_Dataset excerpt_

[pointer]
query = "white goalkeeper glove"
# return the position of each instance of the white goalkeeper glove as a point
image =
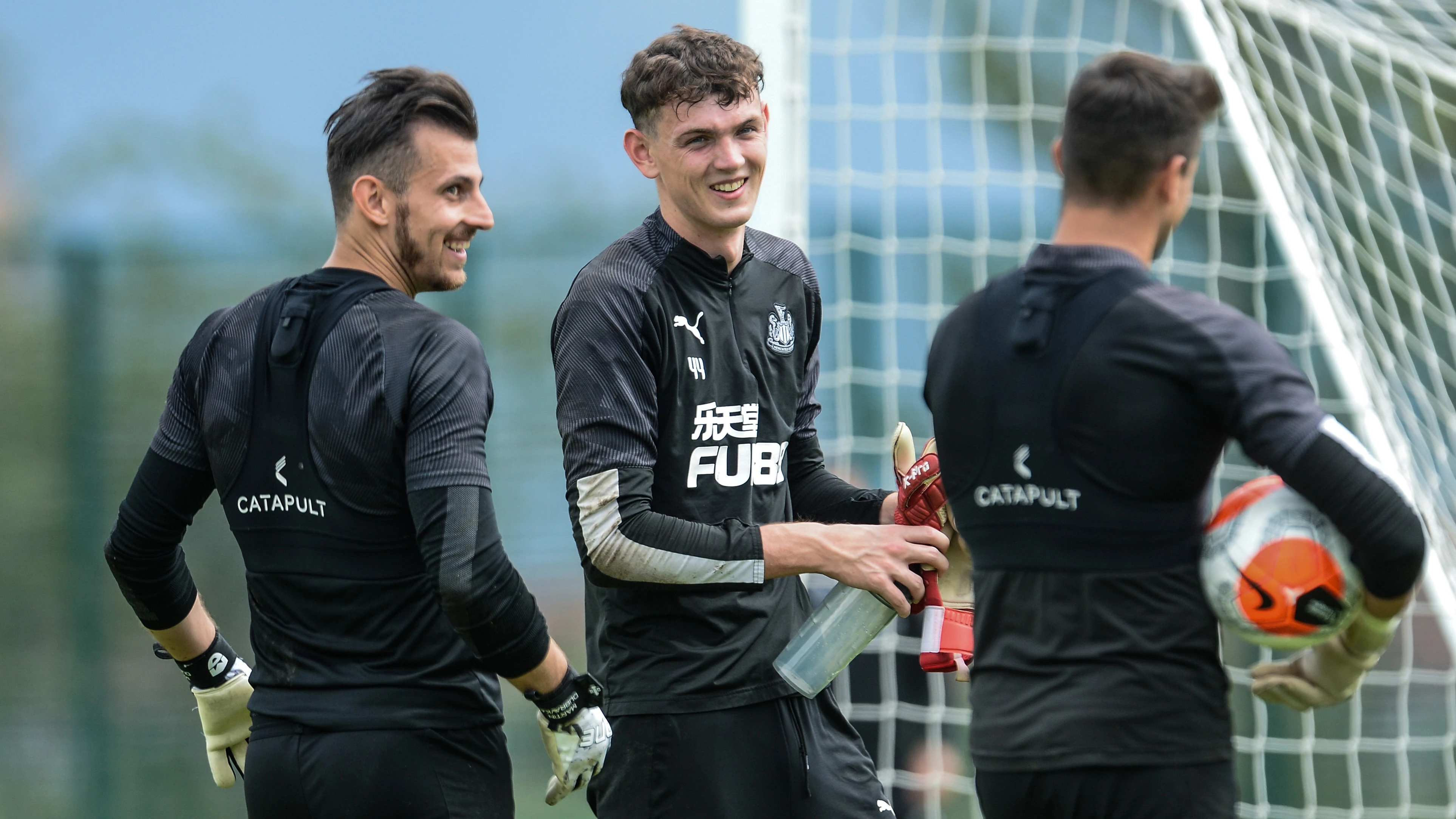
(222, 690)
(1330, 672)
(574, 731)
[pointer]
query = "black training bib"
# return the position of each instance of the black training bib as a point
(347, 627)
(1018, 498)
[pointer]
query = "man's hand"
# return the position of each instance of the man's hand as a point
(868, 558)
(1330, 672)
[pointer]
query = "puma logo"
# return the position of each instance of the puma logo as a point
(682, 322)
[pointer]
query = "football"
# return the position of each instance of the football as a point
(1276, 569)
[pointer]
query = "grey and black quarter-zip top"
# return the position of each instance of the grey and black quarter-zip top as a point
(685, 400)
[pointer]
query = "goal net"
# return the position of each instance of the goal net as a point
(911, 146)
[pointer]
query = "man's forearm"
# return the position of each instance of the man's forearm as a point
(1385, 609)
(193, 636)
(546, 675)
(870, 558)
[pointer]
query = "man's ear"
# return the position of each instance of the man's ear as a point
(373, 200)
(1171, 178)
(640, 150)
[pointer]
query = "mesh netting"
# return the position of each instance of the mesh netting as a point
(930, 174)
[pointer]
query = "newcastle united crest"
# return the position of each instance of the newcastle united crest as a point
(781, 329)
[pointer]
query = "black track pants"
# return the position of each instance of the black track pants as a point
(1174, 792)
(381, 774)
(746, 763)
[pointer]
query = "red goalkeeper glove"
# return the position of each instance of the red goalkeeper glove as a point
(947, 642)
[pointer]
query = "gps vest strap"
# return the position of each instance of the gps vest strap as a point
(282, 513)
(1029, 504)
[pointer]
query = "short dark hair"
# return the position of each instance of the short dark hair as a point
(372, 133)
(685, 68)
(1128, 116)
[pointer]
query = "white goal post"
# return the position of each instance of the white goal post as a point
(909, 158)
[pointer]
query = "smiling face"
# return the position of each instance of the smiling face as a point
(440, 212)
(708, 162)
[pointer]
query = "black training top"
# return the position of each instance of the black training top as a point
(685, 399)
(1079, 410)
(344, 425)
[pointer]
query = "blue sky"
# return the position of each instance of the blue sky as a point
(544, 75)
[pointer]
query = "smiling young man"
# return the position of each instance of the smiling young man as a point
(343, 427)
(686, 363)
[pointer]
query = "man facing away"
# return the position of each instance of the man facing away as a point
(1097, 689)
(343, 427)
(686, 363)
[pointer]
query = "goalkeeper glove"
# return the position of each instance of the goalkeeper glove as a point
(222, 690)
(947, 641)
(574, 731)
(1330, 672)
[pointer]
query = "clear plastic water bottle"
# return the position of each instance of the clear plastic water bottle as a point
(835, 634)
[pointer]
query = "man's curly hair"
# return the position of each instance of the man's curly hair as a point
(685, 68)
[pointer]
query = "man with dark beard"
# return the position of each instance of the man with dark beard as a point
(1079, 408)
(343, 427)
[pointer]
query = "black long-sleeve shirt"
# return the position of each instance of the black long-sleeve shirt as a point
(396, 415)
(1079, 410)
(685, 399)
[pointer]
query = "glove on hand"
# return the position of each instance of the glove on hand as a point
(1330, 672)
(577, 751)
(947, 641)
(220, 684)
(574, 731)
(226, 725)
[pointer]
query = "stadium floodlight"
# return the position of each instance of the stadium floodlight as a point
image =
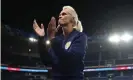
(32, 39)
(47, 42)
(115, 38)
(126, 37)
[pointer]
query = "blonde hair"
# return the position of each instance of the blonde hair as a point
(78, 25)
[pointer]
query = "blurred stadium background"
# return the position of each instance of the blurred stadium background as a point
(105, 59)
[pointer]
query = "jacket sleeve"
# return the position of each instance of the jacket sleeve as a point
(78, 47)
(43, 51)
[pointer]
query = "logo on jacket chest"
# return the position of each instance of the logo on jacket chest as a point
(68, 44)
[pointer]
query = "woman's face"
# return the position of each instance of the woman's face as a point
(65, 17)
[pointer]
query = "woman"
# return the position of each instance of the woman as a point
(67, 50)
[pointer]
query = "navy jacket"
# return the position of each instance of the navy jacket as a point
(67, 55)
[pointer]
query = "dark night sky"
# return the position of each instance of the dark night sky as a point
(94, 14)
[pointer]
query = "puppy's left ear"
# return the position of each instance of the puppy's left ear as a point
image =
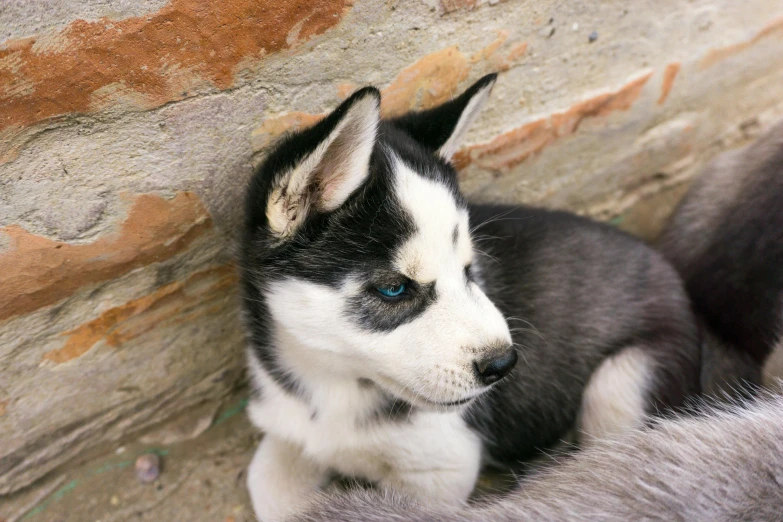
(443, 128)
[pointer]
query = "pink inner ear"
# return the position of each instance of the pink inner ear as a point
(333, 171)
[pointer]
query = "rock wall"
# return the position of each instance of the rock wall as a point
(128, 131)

_Your task_
Reproduce every one of the records above line for line, without any changes. Leave the pictures out of your answer.

_Answer below_
[pointer]
query = "white goalkeeper glove"
# return the position of each instance of the white goalkeeper glove as a point
image =
(222, 690)
(1330, 672)
(574, 731)
[pointer]
query = "black training bib"
# return the position of each instance of the black training bib as a point
(347, 627)
(1018, 498)
[pointer]
query = "man's hand"
# return the position of each instance of the man's hand as a point
(868, 558)
(1330, 672)
[pointer]
query = "puma logo"
# return the position of each instance of the puma logo as a point
(682, 322)
[pointer]
query = "football"
# return the position of each instance of the football as a point
(1276, 569)
[pointer]
query = "grey and black quarter-zip top"
# return the position of each instance of the grey and black quarter-zip top as a point
(685, 400)
[pointer]
query = "goal net"
# return the position of each instance of the goal net as a point
(911, 146)
[pointer]
query = "man's forearm"
# return the position of each instance of the man's forearm as a point
(1385, 609)
(193, 636)
(546, 675)
(870, 558)
[pointer]
query = "man's ear"
# return the position of each instance of the man's ear as a point
(373, 200)
(1171, 178)
(640, 150)
[pointer]
query = "mesh netting"
# return the position of each instance of the mesh netting as a point
(930, 174)
[pointer]
query = "newcastle united crest"
# return the position of each instance of the newcastle united crest as a point
(781, 329)
[pointer]
query = "black track pants"
# return the position of each instance of the black track pants as a point
(1174, 792)
(381, 774)
(746, 763)
[pointer]
query = "red goalkeeper glove"
# return the position of each instance of the red goalkeeper glove as a point
(947, 642)
[pointer]
query = "gps vest strap"
# return the position of each instance of the gps vest strap as a point
(282, 513)
(1029, 504)
[pointer]
query = "short dark hair"
# return the position of each instance of the short dark hair as a point
(372, 133)
(685, 68)
(1128, 116)
[pointer]
query = "white goal post"
# return the position of each instance of the white goal post as a point
(909, 158)
[pointer]
query = "smiling face"
# return the position of each instance of the smiling face as a point
(440, 212)
(708, 162)
[pointer]
query = "black training top"
# return the position of each instance of the black training top as a point
(685, 399)
(1079, 410)
(344, 425)
[pointer]
query = "blue sky"
# return the position of each instance of the blue sky as a point
(544, 75)
[pointer]
query = "smiling young man"
# return the position of each instance of the smiling young man as a point
(343, 427)
(686, 363)
[pointer]
query = "man facing away"
# return the position of each instance of the man facing away as a point
(1097, 689)
(343, 427)
(686, 363)
[pointer]
query = "goalkeeper glove"
# return the position of each instance of the goalkeeper glove as a point
(222, 690)
(947, 641)
(574, 731)
(1330, 672)
[pointer]
query = "clear plastic water bottle"
# return the position of each instance of the clear plastic water bottle as a point
(835, 634)
[pointer]
query = "man's curly hair"
# return the position of each instance of the man's curly hair as a point
(685, 68)
[pointer]
query = "man with dark beard"
# return the position of each instance of the man with dark beard as a point
(1079, 408)
(343, 427)
[pointer]
query = "black long-sleeve shirt"
# return the position of each instance of the black long-sleeve shirt as a point
(396, 415)
(1079, 410)
(685, 399)
[pointer]
query = "glove on hand"
# return the position of each instance of the glove on hand as a point
(1330, 672)
(577, 751)
(947, 641)
(220, 684)
(574, 731)
(226, 725)
[pointer]
query = "stadium floodlight"
# return the position of each instance of the stadium floodlight as a point
image =
(32, 39)
(47, 42)
(115, 38)
(126, 37)
[pointer]
query = "blonde hair"
# return the position of each instance of the blonde hair as a point
(78, 25)
[pointer]
query = "blurred stadium background"
# return the position of each instance of the blurred stadium background as a point
(105, 59)
[pointer]
query = "jacket sleeve"
# return the position of each instance of the jacket sleeve as a point
(78, 47)
(43, 51)
[pointer]
query = "logo on jacket chest"
# return the position of each instance of the logo on jacket chest as a point
(68, 44)
[pointer]
query = "woman's face"
# return the position of each instance of the woman's face as a point
(65, 17)
[pointer]
query = "woman"
# return the position of each instance of the woman as a point
(67, 50)
[pointer]
query = "navy jacket"
# return the position of each instance of the navy jacket as a point
(67, 55)
[pointer]
query = "dark night sky"
# return the position of each instance of the dark night sky as a point
(94, 14)
[pointer]
query = "puppy's left ear"
# return the position of each instance of the puppy's left ear as a point
image =
(443, 128)
[pointer]
query = "pink inner ear"
# return the position of each instance of the pink inner ear as a point
(333, 171)
[pointer]
query = "rock wall"
# return the position of each instance of the rock wall as a point
(128, 131)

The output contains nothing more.